> **Required work**:
(A) From the Delta Spirit review below, list every musical style the band is said to blend on its debut album.
(B) Answer these questions using the Delta Spirit review below:
(i) Where are the members of the band from?
(ii) What did the band release in 2006 while on tour?
(iii) Who is the band's singer?
(C) Write a continuation of the Delta Spirit review below, picking up after its final sentence.

> **Excerpted text**:
--- Begin ---

Every year there is one album that comes out of nowhere, kicks you in the ass, and demands your attention. It finds itself on your iPod, inside your CD player, and blaring out of your headphones or speakers. Then, you commit to spreading the word about the album to anyone and everyone. Because, just like how misery loves company, so does a music lover who has just discovered a fantastic new album. For me, and others I am sure, Delta Spirit’s Ode to Sunshine is just that album. These five guys from San Diego blend soul, folk, blues, and Americana across their debut for 11 of this year’s most intriguing and enjoyable songs. If comparisons are your type of things, think Okkervil River frontman Will Sheff’s emotional delivery mixed with some surfer-folk-blues guitar riffs and spiritual lyrical undertones. And it all comes together to make tracks that range from devastating to fun-loving to gorgeous.


Delta Spirit began gaining exposure after releasing their self-titled debut EP in 2006 while on tour. They were praised for their energetic live shows and, obviously, excellent music. Then, they began crafting Ode to Sunshine, which was re-released late last August with new cover art. And even though it technically came out during the summer, it’s the epitome of an autumn album. Singer Matthew Vasquez’s strained, gripping vocals are chilling when matched with the cool breeze coming off his bandmates’ instruments.

--- End ---

> **Given information**:
--- Begin ---

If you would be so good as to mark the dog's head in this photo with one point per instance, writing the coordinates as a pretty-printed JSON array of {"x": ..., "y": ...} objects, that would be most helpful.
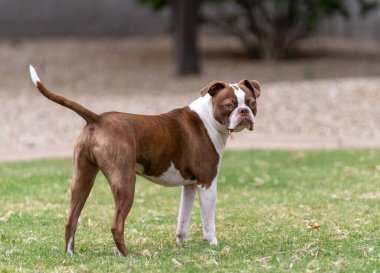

--- End ---

> **The answers**:
(A) soul, folk, blues, Americana

(B)
(i) San Diego
(ii) Their self-titled debut EP
(iii) Matthew Vasquez

(C)
That feeling hits you immediately when “Tomorrow Goes Away”, Ode to Sunshine’s opener, begins. Besides setting the tone for the rest of the album, the track also provides an ample introduction to the band’s sound. Vasquez’s tender singing grabs your ear while the acoustic guitar behind him hypnotizes you, making for a deadly combination. And then it all changes for “Trashcan”, a rollicking fun track that oozes southern soul and folk. It’s also just a great take on the pop anthems crafted by musical giants of the past. But none of it sounds forced, familiar, or phony. And musically, “Trashcan” is just a hell of a good time. The drums, the piano, and the vocals are the standouts, but none of them are overpowering. They simply work together to make this track a strong contender on the inevitable “best of” lists we’ll see by the year’s end. It might not reach the same heights, but “People C’Mon” is another toe-tapping beauty. This time around, the piano steals the show, though the handclaps and dirty guitar riffs come close. Challenging these two tracks for the best one-two punch are “Strange Vine” and “Streetwalker”. First, you have the beautifully crafted former, which is a killer demonstration of how to write a topnotch song. It’s a folky romp through California’s cooler temperatures. And that feeling is accentuated by the vibrant guitars and crashing percussion, which paint a picture of a brisk night on the beach. And the latter, though not as strong, closely follows the path traversed by “Strange Vine”.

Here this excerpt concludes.